───── Task data

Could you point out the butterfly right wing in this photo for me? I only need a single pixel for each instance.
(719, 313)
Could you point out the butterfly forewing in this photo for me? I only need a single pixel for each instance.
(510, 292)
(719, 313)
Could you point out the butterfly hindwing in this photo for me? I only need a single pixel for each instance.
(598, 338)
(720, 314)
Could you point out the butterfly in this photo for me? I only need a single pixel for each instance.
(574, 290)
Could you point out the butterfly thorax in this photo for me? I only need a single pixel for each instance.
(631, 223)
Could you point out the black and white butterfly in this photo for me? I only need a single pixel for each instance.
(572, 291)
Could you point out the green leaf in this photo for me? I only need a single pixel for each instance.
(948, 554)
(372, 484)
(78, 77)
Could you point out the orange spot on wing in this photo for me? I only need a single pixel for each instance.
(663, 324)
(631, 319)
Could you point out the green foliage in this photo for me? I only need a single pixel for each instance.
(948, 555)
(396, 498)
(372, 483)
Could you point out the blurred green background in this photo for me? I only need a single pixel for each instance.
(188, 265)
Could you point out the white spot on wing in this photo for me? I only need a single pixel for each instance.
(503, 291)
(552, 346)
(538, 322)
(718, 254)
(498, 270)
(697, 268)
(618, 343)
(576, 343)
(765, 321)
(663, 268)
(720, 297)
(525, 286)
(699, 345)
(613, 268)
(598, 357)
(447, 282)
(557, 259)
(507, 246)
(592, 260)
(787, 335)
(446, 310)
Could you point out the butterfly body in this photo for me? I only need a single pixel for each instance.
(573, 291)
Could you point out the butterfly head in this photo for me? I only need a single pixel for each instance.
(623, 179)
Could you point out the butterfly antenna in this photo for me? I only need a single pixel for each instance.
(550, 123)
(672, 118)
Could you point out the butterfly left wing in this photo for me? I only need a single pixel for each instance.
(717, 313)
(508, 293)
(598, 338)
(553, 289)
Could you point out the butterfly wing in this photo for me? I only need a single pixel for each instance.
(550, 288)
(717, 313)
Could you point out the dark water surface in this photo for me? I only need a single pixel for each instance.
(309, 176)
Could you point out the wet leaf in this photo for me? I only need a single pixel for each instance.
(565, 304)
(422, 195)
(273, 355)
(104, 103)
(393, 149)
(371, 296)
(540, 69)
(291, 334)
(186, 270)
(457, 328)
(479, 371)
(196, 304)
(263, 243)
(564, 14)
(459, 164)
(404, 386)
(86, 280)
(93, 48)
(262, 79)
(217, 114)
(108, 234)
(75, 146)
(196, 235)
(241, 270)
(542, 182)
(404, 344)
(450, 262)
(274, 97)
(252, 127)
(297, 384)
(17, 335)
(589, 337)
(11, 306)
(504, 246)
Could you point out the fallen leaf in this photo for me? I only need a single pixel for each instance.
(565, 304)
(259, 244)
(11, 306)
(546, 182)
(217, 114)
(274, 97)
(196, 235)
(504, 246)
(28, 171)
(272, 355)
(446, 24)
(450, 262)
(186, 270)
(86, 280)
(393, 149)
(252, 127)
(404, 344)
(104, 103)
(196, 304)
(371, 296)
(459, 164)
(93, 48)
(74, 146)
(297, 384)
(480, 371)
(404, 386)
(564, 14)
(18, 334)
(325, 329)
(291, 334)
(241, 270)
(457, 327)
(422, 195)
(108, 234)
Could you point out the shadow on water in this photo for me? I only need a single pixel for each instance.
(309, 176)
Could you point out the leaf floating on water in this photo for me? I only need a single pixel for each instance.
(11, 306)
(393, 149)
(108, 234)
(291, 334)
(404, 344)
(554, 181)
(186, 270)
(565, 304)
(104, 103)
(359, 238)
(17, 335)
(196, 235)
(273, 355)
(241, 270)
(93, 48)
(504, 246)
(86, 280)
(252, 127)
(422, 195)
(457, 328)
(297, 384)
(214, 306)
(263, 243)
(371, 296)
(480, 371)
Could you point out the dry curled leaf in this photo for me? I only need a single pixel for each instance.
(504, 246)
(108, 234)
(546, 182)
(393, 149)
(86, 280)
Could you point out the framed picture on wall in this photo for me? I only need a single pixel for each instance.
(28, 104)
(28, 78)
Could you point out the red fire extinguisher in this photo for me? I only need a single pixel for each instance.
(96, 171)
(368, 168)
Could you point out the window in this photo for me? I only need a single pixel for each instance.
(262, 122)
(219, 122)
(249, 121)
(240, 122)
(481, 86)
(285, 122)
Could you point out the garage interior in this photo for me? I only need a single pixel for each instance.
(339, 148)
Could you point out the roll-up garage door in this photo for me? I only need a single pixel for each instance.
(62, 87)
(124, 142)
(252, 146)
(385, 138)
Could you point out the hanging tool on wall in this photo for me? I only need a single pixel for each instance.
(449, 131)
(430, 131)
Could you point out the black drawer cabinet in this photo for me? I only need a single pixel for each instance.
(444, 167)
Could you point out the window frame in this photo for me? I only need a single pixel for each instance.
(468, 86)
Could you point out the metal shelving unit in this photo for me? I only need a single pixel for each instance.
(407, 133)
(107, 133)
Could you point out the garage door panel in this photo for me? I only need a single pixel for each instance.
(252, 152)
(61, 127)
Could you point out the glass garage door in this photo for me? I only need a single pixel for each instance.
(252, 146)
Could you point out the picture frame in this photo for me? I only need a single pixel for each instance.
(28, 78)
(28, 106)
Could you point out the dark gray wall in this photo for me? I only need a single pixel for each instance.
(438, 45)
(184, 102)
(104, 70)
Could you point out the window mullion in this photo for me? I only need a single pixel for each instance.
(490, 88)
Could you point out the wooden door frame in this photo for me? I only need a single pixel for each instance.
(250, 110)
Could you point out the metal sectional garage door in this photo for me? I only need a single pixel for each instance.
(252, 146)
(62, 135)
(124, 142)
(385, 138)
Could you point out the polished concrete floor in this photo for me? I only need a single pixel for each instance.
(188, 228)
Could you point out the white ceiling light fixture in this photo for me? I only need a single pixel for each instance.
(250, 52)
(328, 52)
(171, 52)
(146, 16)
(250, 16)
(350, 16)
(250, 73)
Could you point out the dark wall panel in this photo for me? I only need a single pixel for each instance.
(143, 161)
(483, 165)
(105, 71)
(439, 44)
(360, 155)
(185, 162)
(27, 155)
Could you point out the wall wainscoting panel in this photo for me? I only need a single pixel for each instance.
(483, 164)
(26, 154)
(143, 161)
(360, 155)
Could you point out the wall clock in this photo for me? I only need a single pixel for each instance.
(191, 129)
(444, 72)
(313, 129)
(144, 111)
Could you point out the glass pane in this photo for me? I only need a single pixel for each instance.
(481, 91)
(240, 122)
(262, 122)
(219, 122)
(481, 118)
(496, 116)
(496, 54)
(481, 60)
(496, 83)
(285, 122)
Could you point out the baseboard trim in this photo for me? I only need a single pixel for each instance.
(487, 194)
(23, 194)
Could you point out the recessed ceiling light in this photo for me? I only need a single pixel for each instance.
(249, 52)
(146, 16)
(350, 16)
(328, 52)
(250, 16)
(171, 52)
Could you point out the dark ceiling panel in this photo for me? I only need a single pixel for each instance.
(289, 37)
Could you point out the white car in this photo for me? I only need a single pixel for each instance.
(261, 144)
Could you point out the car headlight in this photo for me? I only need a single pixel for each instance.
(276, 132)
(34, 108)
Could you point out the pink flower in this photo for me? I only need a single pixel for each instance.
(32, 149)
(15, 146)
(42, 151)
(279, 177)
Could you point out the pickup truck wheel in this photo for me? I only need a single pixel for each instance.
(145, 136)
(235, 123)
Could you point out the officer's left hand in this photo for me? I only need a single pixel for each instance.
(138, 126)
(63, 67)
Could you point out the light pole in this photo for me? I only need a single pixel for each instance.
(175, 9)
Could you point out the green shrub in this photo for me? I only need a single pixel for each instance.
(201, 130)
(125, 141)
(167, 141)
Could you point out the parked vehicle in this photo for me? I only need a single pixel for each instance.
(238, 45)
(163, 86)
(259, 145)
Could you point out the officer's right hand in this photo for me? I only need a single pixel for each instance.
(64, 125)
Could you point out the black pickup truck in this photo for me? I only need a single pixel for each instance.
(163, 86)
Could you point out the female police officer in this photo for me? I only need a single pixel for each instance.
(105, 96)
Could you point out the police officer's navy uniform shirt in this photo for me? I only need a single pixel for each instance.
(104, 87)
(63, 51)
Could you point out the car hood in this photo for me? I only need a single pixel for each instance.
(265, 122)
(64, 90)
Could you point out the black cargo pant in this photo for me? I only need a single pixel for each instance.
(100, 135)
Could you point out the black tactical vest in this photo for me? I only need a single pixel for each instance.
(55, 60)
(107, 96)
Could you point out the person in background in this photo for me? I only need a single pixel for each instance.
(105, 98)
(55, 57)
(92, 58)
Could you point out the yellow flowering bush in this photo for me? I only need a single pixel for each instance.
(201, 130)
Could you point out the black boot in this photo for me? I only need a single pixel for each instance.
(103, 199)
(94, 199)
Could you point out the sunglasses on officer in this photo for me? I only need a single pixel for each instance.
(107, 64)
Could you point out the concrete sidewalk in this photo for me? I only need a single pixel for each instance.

──────────

### Directive
Extract the closing run of lines, starting with the one containing "Could you point out the car hood" and ending at the last, exactly as written.

### The result
Could you point out the car hood in this photo for me? I only need a single pixel for each instance.
(265, 122)
(64, 90)
Could you point out the black cargo pant in this photo for me? I only need a single pixel for each instance.
(100, 135)
Could you point out the black tactical vest in this photo for me? I only need a single pixel for each instance.
(55, 60)
(107, 96)
Could you point out the person in background in this photo for me? I only need a single pixel for each instance.
(105, 98)
(55, 57)
(92, 58)
Could you point out the yellow flowering bush in this photo for me? I only need a single pixel for each instance.
(201, 130)
Could you point out the black boot in this photo for me? I only need a single pixel for each instance.
(103, 199)
(94, 199)
Could you point out the sunglasses on officer in this photo for me? I only need a single pixel for each instance.
(107, 64)
Could you point out the concrete sidewalk in this photo for me? I only need a single pixel for each instance.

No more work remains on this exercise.